STATED TASK A:
Count the lines in the rows below that contain the word "rear" and give only the number.

Section 285a para. 2 of the Code of Criminal Procedure provides:
"The Court of first instance at which a plea of nullity against
the final judgment has been lodged must reject this plea:
2. if on the giving of notice of the plea of nullity or its
presentation one of the grounds of nullity as mentioned in
Section 281 para. 1 (1 to 11) has not been indicated clearly, in
particular if the circumstances to which the ground of nullity
relates are not referred to expressly or at least by a clear
indication."
Section 285d para. 1 of the Code of Criminal Procedure provides:
"During the private deliberations, a plea of nullity may be
rejected immediately:
1. if it ought to have been rejected by the court at first
instance, pursuant to Article 285a ...
2. if it is based on the grounds of nullity enumerated in
Article 281 para. 1 (1 to 8 and 11) and if the Supreme Court
unanimously finds that the complaint should be dismissed as
manifestly ill-founded without any need for further
deliberation."
COMPLAINTS
1. The applicant complains under Article 6 para. 1 of the Convention
that the criminal proceedings against him were unfair in several
respects.
a. He submits in particular that the Criminal Department of the
Vorarlberg Regional Police did not conduct the investigations properly
and did not inform the Public Prosecutor's Office of the proceedings.
Further he alleges that police officer F. unduly influenced some
witnesses, i.e. the neighbours by telling them that he, the applicant,
had suspected them of having set his house afire.

INPUT FOR THIS TASK:
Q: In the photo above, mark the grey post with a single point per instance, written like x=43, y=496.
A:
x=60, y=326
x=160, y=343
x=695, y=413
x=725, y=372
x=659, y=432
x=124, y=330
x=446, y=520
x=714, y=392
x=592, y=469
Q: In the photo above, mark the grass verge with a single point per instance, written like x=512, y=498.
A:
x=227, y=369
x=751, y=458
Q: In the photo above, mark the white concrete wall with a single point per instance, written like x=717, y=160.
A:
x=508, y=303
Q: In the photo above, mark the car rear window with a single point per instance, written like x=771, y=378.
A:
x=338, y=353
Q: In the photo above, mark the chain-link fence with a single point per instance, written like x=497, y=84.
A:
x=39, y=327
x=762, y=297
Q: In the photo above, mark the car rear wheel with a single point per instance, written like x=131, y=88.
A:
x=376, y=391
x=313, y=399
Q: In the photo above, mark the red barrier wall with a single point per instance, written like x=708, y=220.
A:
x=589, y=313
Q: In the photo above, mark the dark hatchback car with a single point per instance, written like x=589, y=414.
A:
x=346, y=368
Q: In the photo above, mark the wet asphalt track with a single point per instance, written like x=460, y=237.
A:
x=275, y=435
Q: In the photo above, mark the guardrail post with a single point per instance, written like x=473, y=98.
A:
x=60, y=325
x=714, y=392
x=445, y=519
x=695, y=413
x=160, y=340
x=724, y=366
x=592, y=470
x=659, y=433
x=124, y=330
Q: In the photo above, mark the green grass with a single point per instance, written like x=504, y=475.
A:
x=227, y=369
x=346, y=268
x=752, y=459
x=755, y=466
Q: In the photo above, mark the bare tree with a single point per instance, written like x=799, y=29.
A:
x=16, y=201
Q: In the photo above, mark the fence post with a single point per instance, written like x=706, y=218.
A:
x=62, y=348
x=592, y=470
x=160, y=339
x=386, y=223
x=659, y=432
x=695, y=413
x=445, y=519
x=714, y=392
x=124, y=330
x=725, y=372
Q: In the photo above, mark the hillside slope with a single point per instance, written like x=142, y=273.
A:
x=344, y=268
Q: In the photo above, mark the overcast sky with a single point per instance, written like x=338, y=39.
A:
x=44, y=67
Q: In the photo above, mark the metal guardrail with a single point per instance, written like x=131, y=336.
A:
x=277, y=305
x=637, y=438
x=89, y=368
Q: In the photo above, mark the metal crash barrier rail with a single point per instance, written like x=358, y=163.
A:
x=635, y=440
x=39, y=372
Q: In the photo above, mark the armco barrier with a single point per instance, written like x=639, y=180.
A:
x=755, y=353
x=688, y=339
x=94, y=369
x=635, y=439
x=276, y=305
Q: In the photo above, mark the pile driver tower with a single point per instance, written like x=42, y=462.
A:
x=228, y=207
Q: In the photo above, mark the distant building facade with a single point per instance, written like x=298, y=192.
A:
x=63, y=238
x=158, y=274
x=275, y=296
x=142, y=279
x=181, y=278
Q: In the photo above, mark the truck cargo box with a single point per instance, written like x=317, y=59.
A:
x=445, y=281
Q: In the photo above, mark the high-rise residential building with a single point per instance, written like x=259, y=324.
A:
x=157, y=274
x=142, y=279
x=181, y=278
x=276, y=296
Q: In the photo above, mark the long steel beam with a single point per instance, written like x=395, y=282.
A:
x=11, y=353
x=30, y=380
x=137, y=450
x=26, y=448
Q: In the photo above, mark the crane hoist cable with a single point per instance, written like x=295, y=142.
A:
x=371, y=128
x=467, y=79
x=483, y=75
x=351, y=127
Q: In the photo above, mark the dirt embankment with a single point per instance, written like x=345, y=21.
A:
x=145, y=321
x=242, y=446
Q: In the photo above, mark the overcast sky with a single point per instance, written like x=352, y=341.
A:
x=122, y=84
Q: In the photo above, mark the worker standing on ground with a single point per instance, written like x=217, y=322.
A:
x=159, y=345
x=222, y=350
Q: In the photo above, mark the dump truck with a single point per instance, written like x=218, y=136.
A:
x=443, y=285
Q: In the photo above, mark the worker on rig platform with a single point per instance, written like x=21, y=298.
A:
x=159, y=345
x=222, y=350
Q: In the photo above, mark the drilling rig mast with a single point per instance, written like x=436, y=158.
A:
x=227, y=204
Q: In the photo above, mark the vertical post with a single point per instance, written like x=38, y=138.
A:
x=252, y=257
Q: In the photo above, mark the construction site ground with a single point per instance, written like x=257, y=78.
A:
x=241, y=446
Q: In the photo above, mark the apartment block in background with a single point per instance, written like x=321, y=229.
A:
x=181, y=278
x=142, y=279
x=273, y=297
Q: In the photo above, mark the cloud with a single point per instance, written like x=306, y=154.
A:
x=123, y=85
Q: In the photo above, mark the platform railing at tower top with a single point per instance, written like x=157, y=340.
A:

STATED TASK B:
From the criminal procedure passage above, copy everything from "Further he alleges" down to "his house afire." word for word.

EXERCISE ANSWER A:
2

EXERCISE ANSWER B:
Further he alleges that police officer F. unduly influenced some
witnesses, i.e. the neighbours by telling them that he, the applicant,
had suspected them of having set his house afire.